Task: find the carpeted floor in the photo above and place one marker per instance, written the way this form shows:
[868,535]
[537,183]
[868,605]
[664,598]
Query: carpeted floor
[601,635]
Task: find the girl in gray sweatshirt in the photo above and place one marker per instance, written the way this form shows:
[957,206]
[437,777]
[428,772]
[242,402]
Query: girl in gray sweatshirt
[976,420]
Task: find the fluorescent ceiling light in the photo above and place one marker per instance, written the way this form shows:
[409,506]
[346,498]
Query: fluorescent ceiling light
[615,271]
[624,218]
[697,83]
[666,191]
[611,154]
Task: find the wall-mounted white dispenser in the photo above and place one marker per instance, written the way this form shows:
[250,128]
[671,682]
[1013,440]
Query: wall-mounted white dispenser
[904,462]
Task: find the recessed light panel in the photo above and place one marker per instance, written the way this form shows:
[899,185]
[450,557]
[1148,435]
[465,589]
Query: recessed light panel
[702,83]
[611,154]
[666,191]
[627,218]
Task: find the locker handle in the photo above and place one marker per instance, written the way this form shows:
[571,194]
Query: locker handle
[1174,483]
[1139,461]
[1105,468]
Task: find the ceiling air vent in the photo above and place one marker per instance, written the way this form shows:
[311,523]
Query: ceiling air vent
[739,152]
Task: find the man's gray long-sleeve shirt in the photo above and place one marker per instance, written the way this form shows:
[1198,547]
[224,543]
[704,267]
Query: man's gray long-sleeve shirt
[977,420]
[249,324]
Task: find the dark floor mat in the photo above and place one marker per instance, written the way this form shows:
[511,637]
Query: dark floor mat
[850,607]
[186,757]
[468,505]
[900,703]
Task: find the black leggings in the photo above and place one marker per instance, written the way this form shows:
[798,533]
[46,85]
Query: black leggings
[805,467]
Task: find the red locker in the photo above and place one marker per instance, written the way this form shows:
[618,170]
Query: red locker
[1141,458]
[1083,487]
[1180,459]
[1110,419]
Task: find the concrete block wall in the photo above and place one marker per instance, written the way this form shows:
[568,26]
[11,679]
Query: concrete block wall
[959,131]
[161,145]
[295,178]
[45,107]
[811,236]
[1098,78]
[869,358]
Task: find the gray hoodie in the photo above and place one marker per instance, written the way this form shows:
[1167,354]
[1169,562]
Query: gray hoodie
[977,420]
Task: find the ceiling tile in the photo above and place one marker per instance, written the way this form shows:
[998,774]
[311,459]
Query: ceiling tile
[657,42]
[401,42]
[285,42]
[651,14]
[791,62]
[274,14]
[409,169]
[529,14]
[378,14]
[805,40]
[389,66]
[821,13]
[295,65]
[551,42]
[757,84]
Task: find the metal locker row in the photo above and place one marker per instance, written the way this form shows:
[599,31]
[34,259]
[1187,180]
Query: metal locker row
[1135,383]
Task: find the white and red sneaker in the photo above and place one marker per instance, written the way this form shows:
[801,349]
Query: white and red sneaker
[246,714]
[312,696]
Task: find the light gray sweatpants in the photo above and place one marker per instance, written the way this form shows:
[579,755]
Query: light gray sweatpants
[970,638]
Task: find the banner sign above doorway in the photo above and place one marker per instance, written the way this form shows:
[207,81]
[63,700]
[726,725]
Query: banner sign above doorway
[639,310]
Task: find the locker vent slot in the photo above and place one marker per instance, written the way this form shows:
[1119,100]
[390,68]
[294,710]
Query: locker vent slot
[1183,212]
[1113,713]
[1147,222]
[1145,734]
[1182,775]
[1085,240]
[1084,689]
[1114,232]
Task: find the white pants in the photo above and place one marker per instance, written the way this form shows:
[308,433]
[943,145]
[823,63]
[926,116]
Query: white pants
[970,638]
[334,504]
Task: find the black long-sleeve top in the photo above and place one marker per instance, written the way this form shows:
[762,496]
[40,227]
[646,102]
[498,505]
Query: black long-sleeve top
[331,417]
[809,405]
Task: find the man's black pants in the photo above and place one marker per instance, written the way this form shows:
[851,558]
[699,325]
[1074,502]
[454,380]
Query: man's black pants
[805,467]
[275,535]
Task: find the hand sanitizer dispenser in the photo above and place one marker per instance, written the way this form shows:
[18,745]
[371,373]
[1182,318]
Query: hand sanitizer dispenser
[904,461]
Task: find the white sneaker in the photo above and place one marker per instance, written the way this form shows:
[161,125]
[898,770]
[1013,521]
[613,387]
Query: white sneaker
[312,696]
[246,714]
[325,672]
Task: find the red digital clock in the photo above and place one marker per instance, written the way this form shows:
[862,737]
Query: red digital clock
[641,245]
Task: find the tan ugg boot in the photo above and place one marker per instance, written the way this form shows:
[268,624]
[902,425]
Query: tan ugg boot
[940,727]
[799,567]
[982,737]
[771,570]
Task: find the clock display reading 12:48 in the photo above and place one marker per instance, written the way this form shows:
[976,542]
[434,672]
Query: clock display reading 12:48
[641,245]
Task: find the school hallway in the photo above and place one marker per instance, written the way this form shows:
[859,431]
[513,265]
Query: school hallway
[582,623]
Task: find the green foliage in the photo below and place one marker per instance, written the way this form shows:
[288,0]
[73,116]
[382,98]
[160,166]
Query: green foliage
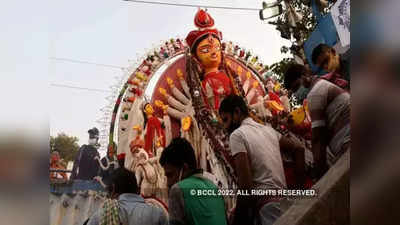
[66,145]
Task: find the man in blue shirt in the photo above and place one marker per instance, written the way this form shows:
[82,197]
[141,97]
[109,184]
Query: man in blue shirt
[126,206]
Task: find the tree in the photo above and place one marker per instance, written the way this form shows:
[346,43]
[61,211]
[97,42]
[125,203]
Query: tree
[66,145]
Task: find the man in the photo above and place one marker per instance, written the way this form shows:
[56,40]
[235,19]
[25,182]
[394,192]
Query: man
[329,107]
[55,164]
[257,160]
[108,164]
[183,177]
[126,206]
[326,58]
[86,166]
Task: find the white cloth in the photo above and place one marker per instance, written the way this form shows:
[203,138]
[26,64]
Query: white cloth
[261,143]
[335,111]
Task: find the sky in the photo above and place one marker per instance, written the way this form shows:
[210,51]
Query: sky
[118,33]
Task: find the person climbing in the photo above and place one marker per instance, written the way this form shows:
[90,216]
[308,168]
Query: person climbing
[329,107]
[126,206]
[256,151]
[183,177]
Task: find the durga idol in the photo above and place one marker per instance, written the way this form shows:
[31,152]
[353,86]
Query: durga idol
[206,49]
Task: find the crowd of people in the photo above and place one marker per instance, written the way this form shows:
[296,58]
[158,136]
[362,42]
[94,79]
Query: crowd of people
[256,149]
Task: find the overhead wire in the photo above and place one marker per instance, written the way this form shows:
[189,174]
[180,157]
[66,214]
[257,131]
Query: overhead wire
[81,88]
[193,5]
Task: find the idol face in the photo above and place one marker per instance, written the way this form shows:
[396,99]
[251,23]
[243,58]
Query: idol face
[149,109]
[209,52]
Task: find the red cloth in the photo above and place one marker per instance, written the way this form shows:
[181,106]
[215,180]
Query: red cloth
[153,129]
[204,22]
[121,156]
[274,97]
[217,80]
[336,79]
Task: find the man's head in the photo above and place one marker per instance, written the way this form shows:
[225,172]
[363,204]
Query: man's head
[178,160]
[93,136]
[111,149]
[122,181]
[55,156]
[296,76]
[233,110]
[325,58]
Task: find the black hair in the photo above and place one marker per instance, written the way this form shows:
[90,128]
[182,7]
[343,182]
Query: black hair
[178,152]
[317,51]
[123,181]
[294,72]
[231,102]
[196,44]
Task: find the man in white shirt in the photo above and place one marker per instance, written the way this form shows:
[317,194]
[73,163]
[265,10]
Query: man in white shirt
[257,160]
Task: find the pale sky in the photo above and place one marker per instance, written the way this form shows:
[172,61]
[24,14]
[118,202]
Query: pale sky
[117,33]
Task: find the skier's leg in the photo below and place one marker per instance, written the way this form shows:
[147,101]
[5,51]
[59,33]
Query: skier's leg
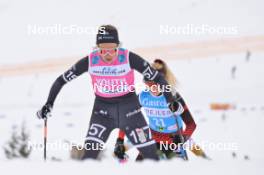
[100,127]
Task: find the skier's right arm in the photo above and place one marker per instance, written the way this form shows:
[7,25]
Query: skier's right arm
[76,70]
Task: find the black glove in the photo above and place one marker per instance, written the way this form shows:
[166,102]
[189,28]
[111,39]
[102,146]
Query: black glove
[45,112]
[177,139]
[176,108]
[120,149]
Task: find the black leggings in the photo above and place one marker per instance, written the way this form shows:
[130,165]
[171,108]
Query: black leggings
[123,113]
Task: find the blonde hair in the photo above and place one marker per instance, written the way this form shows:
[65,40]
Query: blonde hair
[162,67]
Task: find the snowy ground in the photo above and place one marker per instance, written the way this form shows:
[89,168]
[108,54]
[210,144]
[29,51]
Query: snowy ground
[202,81]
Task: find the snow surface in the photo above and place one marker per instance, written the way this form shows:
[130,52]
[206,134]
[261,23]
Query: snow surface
[202,81]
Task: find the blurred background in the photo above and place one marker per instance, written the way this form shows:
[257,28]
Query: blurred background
[215,48]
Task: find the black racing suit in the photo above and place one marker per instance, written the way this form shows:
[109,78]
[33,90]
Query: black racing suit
[119,112]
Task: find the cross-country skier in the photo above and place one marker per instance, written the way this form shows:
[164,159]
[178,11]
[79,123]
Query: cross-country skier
[116,105]
[162,121]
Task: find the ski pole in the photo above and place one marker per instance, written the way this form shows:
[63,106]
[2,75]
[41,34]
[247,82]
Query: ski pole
[45,139]
[183,151]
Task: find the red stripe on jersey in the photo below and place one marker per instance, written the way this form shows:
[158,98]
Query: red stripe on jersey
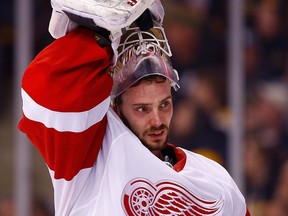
☆ ☆ ☆
[What is required] Leave out the pictures and return, exactly as written, only the lines from the line with "Query: blonde hair" through the end of the records above.

[Answer for the task]
Query: blonde hair
[162,67]
Task: find the snowy ground in the photo above and place one marker per instance, written the way this form shows:
[89,168]
[108,54]
[210,144]
[29,51]
Query: snowy ground
[202,81]
Task: find the snow surface in the photo above and place one marker per instance, written the way this form shows:
[130,52]
[206,134]
[261,23]
Query: snow surface
[202,81]
Task: find the blurred background in the photo above and place one marker per instance, written the way this form shows:
[257,28]
Query: blurred background
[215,48]
Task: find the black racing suit in the photo above and place one marker per instance, written the way this form shows:
[109,78]
[33,90]
Query: black racing suit
[119,112]
Task: find the cross-country skier in the photo above and place one marker per instance, written the way this form shows:
[164,159]
[178,11]
[79,123]
Query: cross-country skier
[116,105]
[162,121]
Task: find the ski pole in the photo above and place one marker per instance, written the way this form shows:
[63,106]
[2,75]
[41,34]
[247,82]
Query: ski pole
[45,139]
[183,151]
Task: find the red stripe on jersey in the photo below and place one marker per instance, written the way this form shows:
[158,98]
Query: red stripe on jersey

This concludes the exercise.